───── Data in this exercise ─────

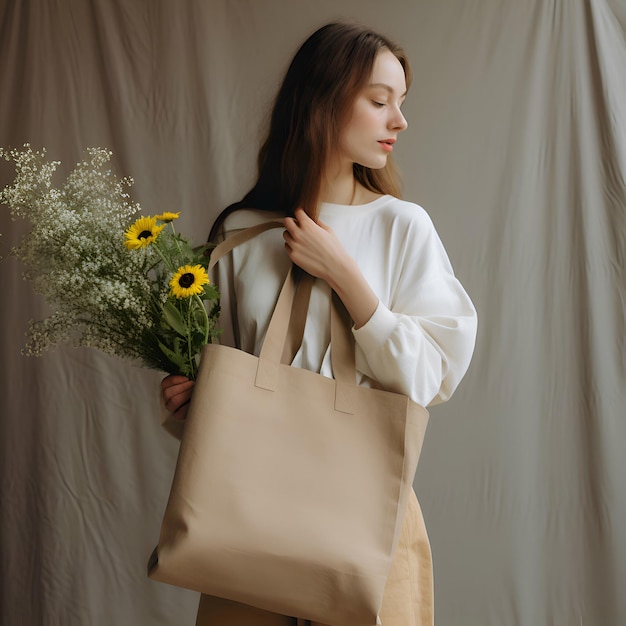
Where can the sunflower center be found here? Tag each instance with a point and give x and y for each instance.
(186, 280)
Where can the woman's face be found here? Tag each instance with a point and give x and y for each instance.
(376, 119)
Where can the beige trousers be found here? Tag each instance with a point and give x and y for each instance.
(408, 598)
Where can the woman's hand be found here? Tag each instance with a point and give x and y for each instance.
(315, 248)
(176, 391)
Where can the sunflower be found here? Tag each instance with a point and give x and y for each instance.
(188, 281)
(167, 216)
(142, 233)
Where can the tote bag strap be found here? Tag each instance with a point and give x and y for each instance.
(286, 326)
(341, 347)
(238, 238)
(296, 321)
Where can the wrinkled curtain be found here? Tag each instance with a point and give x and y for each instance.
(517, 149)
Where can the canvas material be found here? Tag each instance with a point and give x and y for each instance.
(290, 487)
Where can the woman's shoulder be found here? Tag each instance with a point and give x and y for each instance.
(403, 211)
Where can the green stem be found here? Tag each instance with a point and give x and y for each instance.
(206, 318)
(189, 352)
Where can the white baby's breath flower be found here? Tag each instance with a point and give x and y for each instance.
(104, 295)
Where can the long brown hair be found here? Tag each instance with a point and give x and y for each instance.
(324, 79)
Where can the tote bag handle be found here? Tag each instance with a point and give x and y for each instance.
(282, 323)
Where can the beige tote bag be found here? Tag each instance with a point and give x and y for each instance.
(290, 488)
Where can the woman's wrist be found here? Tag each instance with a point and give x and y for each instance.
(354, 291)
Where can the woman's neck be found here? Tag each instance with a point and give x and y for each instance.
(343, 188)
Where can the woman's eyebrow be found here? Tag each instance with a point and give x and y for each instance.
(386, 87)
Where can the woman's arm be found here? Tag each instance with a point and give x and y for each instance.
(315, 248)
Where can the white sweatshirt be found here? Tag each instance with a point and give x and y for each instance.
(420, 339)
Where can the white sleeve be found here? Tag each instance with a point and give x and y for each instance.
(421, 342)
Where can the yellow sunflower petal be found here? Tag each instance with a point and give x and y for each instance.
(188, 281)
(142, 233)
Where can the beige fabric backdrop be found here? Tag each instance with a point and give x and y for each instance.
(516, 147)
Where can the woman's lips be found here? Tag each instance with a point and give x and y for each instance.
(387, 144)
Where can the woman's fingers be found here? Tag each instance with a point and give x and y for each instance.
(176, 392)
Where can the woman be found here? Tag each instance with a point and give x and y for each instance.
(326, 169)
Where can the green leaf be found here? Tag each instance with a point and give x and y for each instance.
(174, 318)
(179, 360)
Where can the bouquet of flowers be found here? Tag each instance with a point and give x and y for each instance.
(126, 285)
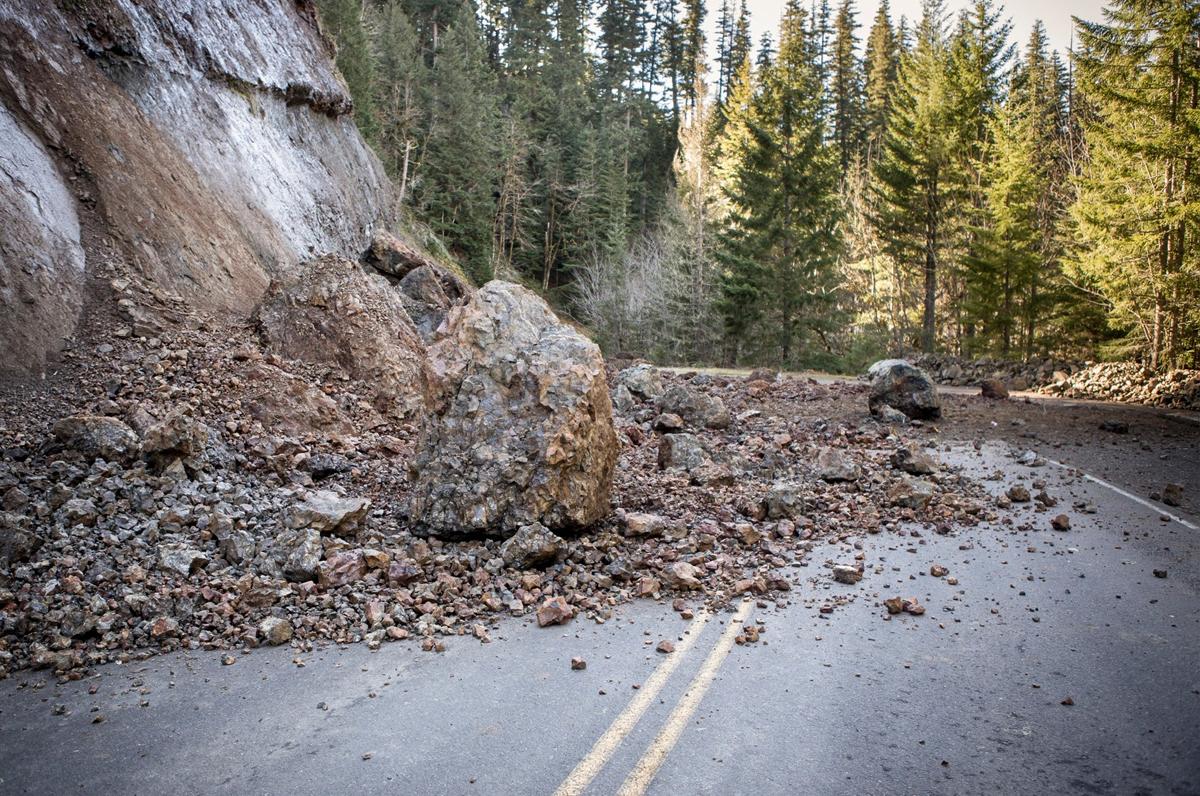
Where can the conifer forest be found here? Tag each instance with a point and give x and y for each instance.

─────

Written exercise
Please transcribe all of the data above word for word, leaving out the pictures.

Response to the exercise
Where can the sunflower center be found here? Tag each instance with a point and give x and y for each instance.
(186, 280)
Where can the woman's face be found here? Tag each instance with a point and give x and y for each instance.
(376, 119)
Where can the beige trousers be found here? Tag each instance with a point and give x and y for each instance.
(408, 598)
Where can the woman's hand be found here? Tag each instance with a point and give x and y for each instance.
(315, 248)
(176, 391)
Where can the sunflower be found here? Tag each instance with a point and give x and y for each instance.
(188, 281)
(167, 216)
(142, 233)
Where can the tote bag strap be found here? Tag each instance with a point and give x and y for each instance.
(286, 326)
(341, 347)
(238, 238)
(296, 321)
Where can the wrinkled curtain be found here? Tag each instance with a point and give x and y for each instance.
(517, 149)
Where can the canvas material be found here? Tag each instance with a point and give x and y for each instance.
(290, 487)
Where can the woman's shoulder be found here? Tag each instance with a point and give x and y for each instance.
(403, 211)
Where can the green stem be found here? Tag each instance with a point and give x and y for each instance.
(206, 318)
(189, 352)
Where can the white baby's breath flower be found here? Tag each instance with a point and give x and y for each instance.
(104, 295)
Where can the long brown hair be found here? Tag each instance with a point and give x and y for each instance.
(324, 79)
Where can the tote bag handle be found here? Tag each instance with a point and give x and y for each instance.
(282, 323)
Where can the beige tote bag be found here? Tag each instance with a point and give x and y for each instance.
(290, 488)
Where can the woman's wrist be found here? Tag each instance with a point and give x and y for each instance.
(354, 291)
Where can the woman's neck be found here? Tag each instance with a point and give x and y for each instance.
(343, 188)
Where can the woman's eyebrow be found here? Tag each instance with a point and give x and y for each instance.
(386, 87)
Where can the woman's arm be found here? Tag each instance with a point and give x and y for each instance.
(315, 248)
Where can the white sweatshirt be found here? Tag each instance with a point and give x and y for each instance.
(420, 339)
Where can the white sleeve be found here? Tag each instance with a point and give x and y for each instance.
(421, 342)
Where can the yellow sunflower petal be found here? Tag each instance with a point and give x and y for each instance.
(188, 281)
(142, 233)
Where can the beige fabric backdrop be found here? Tag each instance with a point and give x and y for each instance.
(516, 147)
Where can the woman's lips be found here? Tag each instance with a point and give x and y for each instance.
(387, 144)
Where can the woman's fingers be found here? Tag each instance with a point and give x and y for each instance.
(176, 392)
Where can the woman be found here? Tag each instance with a point and give x and y for each instance.
(326, 169)
Where can the green leaf be found here? Tag each instance with a point and give x and y for each instance.
(174, 318)
(179, 360)
Where can the bouquet of flowers be found here? Tag each instance with a point and give x and y for each instance.
(126, 285)
Where can the conifer forest be found here? Tag each instance with a point and give x and y for each instance.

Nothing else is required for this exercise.